◆ Görevleriniz ◆
1. Patronlar ve sömürü düzeni üzerine olan metni baştan sona, hiçbir değişiklik yapmadan geri verin.
2. Kayıtlarda "Where can the woman's" ifadesinin geçtiği satırdan kayıtların son satırına kadar olan satırları, her iki uç da dahil olmak üzere aynen yeniden yazın.

Buradasınız
Sorun Vicdansız Patron mu, Sömürü Düzeni mi?

Milyonlarca işçinin aklına şu tür sorular hep takılmıştır: “O kadar zengin olan patronlar neden işçiden üç kuruş parayı esirgerler? Onca parayı, malı, mülkü mezara götürecek halleri yok ya! Her yıl milyonlarca lira kâr yapan şirketler, elde ettikleri kârların küçük bir kısmını işçileriyle paylaşıp, işçileri tonla sıkıntıdan kurtarsalar ne olurdu yani!”
Bu sorulara üretilen yanıtlar, hep patronun ya da şirket ortaklarının huyundan suyundan söz edilen sohbetlerle devam eder. İşçiler patronların ne ölçüde cimri ya da bonkör, ne kadar vicdanlı ya da vicdansız olduğuna dair gözlemlerini dedikodu tadında paylaşırlar. Ancak şu soru bir türlü yanıtlanmaz: Patronlar, işçilerin emeğini sömürerek o kadar zengin hale gelmelerine rağmen, neden işçilerin ücretlerini yükseltmekten hep kaçınırlar?

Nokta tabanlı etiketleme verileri
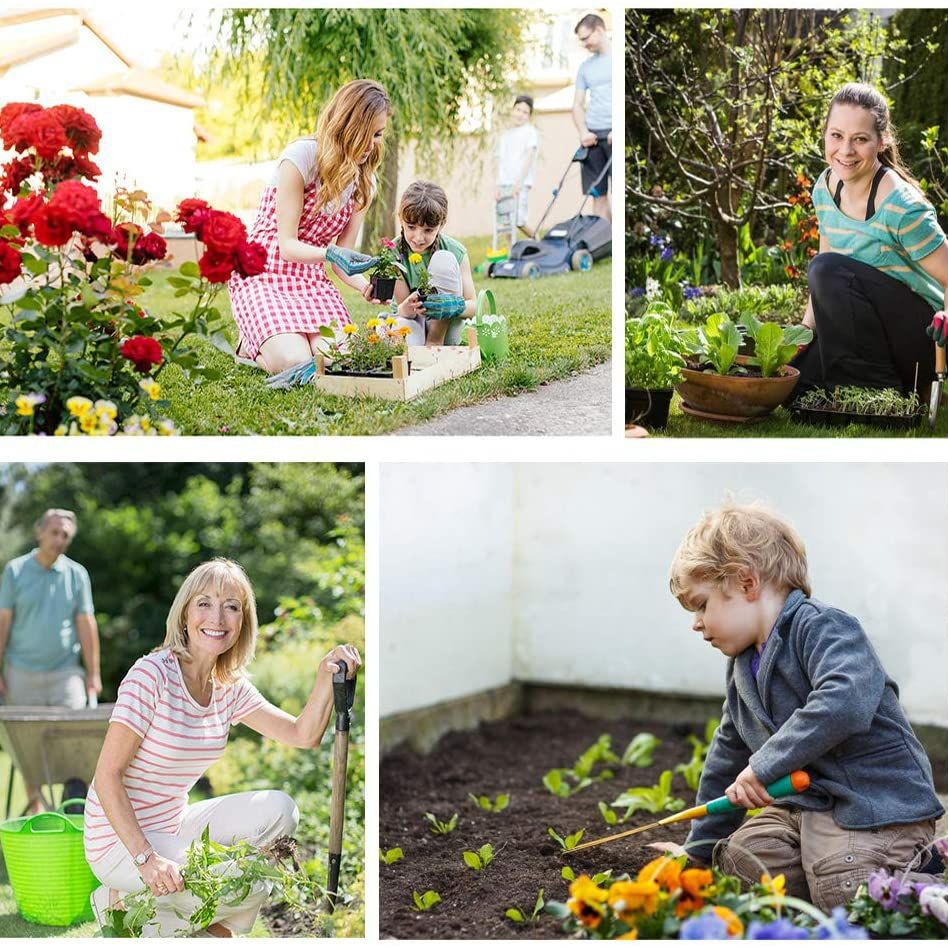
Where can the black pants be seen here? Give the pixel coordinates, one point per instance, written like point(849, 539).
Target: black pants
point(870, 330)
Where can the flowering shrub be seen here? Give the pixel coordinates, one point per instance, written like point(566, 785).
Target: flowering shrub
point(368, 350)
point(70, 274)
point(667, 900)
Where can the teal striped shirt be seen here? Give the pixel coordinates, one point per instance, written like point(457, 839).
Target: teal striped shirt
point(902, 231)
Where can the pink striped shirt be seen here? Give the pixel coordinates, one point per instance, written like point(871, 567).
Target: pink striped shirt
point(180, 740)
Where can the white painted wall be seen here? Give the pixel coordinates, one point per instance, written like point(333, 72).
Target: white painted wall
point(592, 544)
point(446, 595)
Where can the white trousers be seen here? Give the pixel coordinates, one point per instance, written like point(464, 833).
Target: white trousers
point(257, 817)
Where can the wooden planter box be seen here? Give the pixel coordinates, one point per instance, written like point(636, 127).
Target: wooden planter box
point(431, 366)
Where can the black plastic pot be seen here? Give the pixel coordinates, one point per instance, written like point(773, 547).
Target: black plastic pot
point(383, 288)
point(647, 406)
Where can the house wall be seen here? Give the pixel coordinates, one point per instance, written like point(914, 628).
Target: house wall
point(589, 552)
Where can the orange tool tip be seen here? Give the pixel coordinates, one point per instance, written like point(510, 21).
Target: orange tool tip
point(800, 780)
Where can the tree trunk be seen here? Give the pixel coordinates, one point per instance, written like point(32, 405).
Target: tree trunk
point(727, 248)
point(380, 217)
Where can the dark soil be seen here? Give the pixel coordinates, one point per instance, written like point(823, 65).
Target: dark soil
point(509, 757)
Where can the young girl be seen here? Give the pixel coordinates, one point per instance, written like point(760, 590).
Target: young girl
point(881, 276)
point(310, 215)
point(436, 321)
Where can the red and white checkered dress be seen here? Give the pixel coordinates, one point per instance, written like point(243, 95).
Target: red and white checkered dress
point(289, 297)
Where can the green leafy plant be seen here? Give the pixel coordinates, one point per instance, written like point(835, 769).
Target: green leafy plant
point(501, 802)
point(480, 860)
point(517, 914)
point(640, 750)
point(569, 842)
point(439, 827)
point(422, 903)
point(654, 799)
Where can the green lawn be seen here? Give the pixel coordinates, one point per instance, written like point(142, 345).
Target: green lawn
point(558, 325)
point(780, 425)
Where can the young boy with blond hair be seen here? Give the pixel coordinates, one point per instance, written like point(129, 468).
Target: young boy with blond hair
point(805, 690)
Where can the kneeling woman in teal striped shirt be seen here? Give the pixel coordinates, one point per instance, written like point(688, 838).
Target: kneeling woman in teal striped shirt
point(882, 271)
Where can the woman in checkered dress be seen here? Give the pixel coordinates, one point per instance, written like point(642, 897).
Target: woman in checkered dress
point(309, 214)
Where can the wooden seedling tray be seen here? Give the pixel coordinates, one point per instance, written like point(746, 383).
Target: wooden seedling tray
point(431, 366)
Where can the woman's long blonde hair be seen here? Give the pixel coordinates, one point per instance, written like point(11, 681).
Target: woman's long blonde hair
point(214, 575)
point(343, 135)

◆ Tam yanıtlar ◆
1.
Buradasınız
Sorun Vicdansız Patron mu, Sömürü Düzeni mi?

Milyonlarca işçinin aklına şu tür sorular hep takılmıştır: “O kadar zengin olan patronlar neden işçiden üç kuruş parayı esirgerler? Onca parayı, malı, mülkü mezara götürecek halleri yok ya! Her yıl milyonlarca lira kâr yapan şirketler, elde ettikleri kârların küçük bir kısmını işçileriyle paylaşıp, işçileri tonla sıkıntıdan kurtarsalar ne olurdu yani!”
Bu sorulara üretilen yanıtlar, hep patronun ya da şirket ortaklarının huyundan suyundan söz edilen sohbetlerle devam eder. İşçiler patronların ne ölçüde cimri ya da bonkör, ne kadar vicdanlı ya da vicdansız olduğuna dair gözlemlerini dedikodu tadında paylaşırlar. Ancak şu soru bir türlü yanıtlanmaz: Patronlar, işçilerin emeğini sömürerek o kadar zengin hale gelmelerine rağmen, neden işçilerin ücretlerini yükseltmekten hep kaçınırlar?

2.
Where can the woman's long blonde hair be seen here? Give the pixel coordinates, one point per instance, written like point(11, 681).
Target: woman's long blonde hair
point(214, 575)
point(343, 135)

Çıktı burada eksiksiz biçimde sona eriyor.